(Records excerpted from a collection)
====================

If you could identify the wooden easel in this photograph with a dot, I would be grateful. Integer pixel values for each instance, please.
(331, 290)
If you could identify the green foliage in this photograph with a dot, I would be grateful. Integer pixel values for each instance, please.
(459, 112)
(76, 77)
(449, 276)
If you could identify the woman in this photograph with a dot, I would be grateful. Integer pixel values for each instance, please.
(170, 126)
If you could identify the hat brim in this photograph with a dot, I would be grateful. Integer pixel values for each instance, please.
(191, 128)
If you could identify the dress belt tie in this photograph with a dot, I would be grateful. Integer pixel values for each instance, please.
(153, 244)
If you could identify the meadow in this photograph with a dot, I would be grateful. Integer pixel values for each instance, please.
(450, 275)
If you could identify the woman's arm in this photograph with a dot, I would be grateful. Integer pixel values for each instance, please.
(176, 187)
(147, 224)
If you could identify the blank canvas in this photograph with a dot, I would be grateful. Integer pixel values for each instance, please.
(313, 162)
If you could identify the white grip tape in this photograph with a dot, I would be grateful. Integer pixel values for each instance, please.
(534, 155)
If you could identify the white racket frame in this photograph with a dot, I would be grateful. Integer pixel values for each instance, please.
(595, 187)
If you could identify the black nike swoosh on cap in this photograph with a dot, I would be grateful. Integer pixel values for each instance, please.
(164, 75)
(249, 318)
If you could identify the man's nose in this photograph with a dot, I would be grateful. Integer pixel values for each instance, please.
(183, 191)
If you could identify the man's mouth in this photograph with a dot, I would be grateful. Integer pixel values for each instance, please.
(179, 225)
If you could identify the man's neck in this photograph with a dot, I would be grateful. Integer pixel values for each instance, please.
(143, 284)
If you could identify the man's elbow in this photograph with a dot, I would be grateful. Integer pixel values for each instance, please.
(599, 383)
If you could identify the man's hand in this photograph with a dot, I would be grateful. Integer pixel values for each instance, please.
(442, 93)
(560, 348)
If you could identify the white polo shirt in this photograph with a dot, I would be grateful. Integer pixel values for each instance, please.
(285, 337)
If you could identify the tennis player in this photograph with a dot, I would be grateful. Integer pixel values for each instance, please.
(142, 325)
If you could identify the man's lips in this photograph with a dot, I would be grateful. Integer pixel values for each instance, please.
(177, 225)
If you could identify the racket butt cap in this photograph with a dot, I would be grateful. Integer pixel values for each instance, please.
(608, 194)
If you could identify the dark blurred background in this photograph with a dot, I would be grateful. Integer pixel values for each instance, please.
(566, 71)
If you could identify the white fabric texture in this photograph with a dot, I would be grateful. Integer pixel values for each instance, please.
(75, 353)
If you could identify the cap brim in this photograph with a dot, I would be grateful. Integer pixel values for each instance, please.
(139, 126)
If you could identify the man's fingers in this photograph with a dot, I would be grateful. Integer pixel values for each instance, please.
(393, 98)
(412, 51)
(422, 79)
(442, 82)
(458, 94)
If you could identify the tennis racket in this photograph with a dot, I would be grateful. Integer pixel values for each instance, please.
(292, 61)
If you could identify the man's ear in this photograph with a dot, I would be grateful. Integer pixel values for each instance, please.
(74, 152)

====================

Reproduce every one of the entries above word for word, changing nothing.

If you could identify the wooden easel in this photograph with a dot, I would be grateful. Integer pixel values for each instance, please.
(331, 290)
If you could identify the green foliage in this photograph with a dot, I would be grateful. Integer pixel values for each instance, please.
(459, 112)
(76, 77)
(449, 276)
If you could identify the woman in this photograph with a dot, I would be grateful. Integer pixel values for each instance, please.
(170, 126)
If you could identify the hat brim in this photograph with a dot, I would be grateful. Integer pixel values for each instance, please.
(191, 128)
If you could identify the dress belt tie in this photograph with a dot, I would be grateful. Integer pixel values for each instance, please.
(153, 244)
If you could identify the meadow in this photograph with a dot, I would be grateful. Integer pixel values for each instance, please.
(450, 275)
If you could identify the woman's arm in this photograph with a dot, I would be grateful. Integer pixel values for each instance, please.
(176, 187)
(147, 224)
If you could identify the blank canvas in this photograph with a dot, I would be grateful. Integer pixel values for each instance, please.
(313, 162)
If you could identify the white grip tape in this photograph with a dot, I would be grateful. Integer pixel values for each instance, please.
(534, 155)
If you could identify the white racket frame in this photograph with a dot, I would be grateful. Integer pixel values for each instance, please.
(595, 187)
If you could identify the black nike swoosh on cap in this photograph with a dot, I would be grateful. Integer pixel values for each instance, please.
(164, 75)
(249, 318)
If you could identify the man's nose in this photograph with a dot, I would be grateful. Integer pixel values for each instance, please.
(183, 191)
If you could identify the man's mouth in this photograph with a dot, I would be grateful. Integer pixel values for each instance, please.
(179, 225)
If you could identify the man's neck in this photograph with a dot, I would be grateful. Integer pixel values for each instance, please.
(143, 284)
If you could identify the man's elbow in this photograph with a dot, I would be grateful. Integer pixel values for each instance, please.
(599, 383)
If you could identify the man's hand in this photograph with a dot, I would be grateful. Integer pixel values for each instance, please.
(442, 93)
(560, 348)
If you could identify the white polo shirt in this photograph with a dot, I would be grateful. Integer pixel values for each instance, please.
(285, 337)
If you could identify the tennis player in this photograph with a dot, I would be grateful. Integer pixel values for each instance, please.
(142, 325)
If you could identify the man's lips in this photograph with a dot, I would be grateful. Integer pixel values for each instance, please.
(177, 225)
If you could identify the racket butt cap in this photograph with a dot, I would be grateful. Integer pixel values for each instance, please.
(608, 194)
If you could identify the dark blurred background in this photograph with a dot, I would be grateful. Integer pixel values for each instance, please.
(566, 71)
If you could identify the white fabric texture in this photograph with a dot, I would be grateful. Integer pixel values for each instance, please.
(75, 353)
If you could identify the cap brim in this photograph with a dot, I would be grateful. Integer pixel values for each instance, please.
(139, 126)
If you could identify the man's fingers in this photograph with a dot, I would be grateful. Integer pixel values for each instance, please.
(393, 98)
(412, 51)
(422, 79)
(442, 82)
(458, 94)
If you could identify the tennis racket in this photograph with a dot, I would be grateful. Integer pixel values for each instance, please.
(292, 61)
If you could identify the man's ear in this photograph with a dot, I would be grateful. Integer pixel values for each instance, please.
(74, 152)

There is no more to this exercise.